- _EXTRACT PROVIDED_
Saturday, August 1, 2015

Get rid of "Borderline Personality Disorder" as a diagnosis

There may be very few people very interested in this topic, but I feel the need to write about it anyway. (It would appear that very few people are much interested in anything I write, but yet I soldier on). Here it is:  As a mental health professional for 30 years, I came to work with many women, (all women I might add) who I or someone else gave the diagnosis of "Borderline Personality Disorder".  Over the many years of my practice, in many different settings I kind of became known for working well with those with that diagnosis, behaviors, life experiences.  People would refer to me, as most professionals in the heyday of my practice, didn't want to work with those with this dreaded diagnosis. They were thought of as difficult, manipulative, unwilling to change, etc, etc, etc.  Well, then here comes Marsha Linehan in the late 80's or early 90's, who gave me a whole new way to look at all this "borderline" business.  Much more compassionate and forgiving than say, Kernberg, Kohut and that ilk.  Let's pause for a moment to reflect on the fact that it was almost 100% men who came up with the diagnosis to begin with.  That and practically all the early mental health diagnoses. 

Anyway, Linehan was coming from a more spiritual, actually Buddhist, point of view.  Her theory of the origins of the behaviors and life experiences were more rooted in early childhood experiences than the psychodynamic hoo haa of the Kernbergs and others. Finally there was a way through.  Basically the approach to the therapy with these individuals was to help them to find that elusive "middle way" in all things.  A fairly cognitive approach.  Teaching skills, the concept of "wise mind" (the blending of "reasonable" and "emotion" mind), teaching the person to recognize feelings, and the therapist always searching for a balance between acceptance and support and the push for change.  Always the "middle way".

- _TASK SET_
1 > According to the blog post on Borderline Personality Disorder, how many years did the writer work as a mental health professional?
2 > Please resume the blog post on Borderline Personality Disorder from the point where it stops.
The listing comes from a different source than the blog post on Borderline Personality Disorder.

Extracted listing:
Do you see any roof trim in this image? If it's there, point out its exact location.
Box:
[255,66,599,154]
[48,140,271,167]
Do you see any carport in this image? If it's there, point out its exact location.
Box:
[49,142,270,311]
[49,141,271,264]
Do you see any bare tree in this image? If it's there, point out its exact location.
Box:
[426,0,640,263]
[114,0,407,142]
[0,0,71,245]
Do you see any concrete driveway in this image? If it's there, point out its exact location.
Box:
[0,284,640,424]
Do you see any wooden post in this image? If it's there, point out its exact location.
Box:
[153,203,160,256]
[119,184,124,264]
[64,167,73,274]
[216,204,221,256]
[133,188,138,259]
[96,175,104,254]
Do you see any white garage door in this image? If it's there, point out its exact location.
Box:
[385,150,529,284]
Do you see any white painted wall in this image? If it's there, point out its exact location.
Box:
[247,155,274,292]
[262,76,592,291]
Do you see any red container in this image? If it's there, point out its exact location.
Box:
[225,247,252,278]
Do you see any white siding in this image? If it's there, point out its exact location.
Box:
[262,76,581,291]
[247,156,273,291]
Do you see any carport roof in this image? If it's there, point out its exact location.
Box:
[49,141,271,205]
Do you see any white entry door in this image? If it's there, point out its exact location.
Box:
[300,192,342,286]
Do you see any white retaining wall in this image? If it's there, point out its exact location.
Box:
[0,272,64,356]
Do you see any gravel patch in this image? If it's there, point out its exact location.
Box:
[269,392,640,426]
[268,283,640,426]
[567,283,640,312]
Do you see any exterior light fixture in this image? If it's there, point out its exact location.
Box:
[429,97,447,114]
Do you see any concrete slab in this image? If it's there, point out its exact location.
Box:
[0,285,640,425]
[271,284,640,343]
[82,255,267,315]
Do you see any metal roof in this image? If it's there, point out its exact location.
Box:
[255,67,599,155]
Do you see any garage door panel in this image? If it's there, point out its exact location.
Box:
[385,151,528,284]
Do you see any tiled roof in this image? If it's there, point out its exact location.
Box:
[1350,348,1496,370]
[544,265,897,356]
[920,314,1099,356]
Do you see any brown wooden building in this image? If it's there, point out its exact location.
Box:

- _ANSWER LIST_
1 > 30 years.

2 >
Since I have retired, I have continued to reflect on this "diagnosis".  I have come to the conclusion that the diagnosis of "Borderline Personality Disorder" needs to be eliminated from the DSM (the Diagnostic and Statistical Manual used by every mental health professional who bills insurances).  Here is why I think that: I have come to believe that almost all women of the boomer generation or before, in at least the white culture, have been raised to develop what came to be known as "Borderline Personality Disorder". I can only speak for my culture. (Interesting to me that I never saw those behaviors and life experiences in any of the refugee women I worked with in the last 10 years of my career). I can't speak well for African Americans, Latinos, Asian or Native women.  For good or ill, my practice, until I started working with refugees, was with white people predominantly.  I think that most of those women, as girls were raised to not think, feel or talk. I know I was.  Not so much because of the way that I was parented in early childhood.  In fact, I think I was parented pretty well by two people doing their best.  In my case it was my mother's alcoholism  later in my childhood that taught me to ignore my own thoughts, repress my feelings, and never speak my mind. Because of that reality, I have my own "borderline" behaviors having to do with repressing feelings that later sneak up and explode on me and others, having difficulty with speaking my mind to the people in my life it is most important to do so and other behaviors that I have had to confront and work on up to this day.  It is my opinion that most white women of the boomer generation or before were raised this way in varying degrees of severity.  The girls who were raised in the most repressive environments were the ones, as women or teens, who showed up in my practice leading desperate lives of broken relationships and emotional chaos.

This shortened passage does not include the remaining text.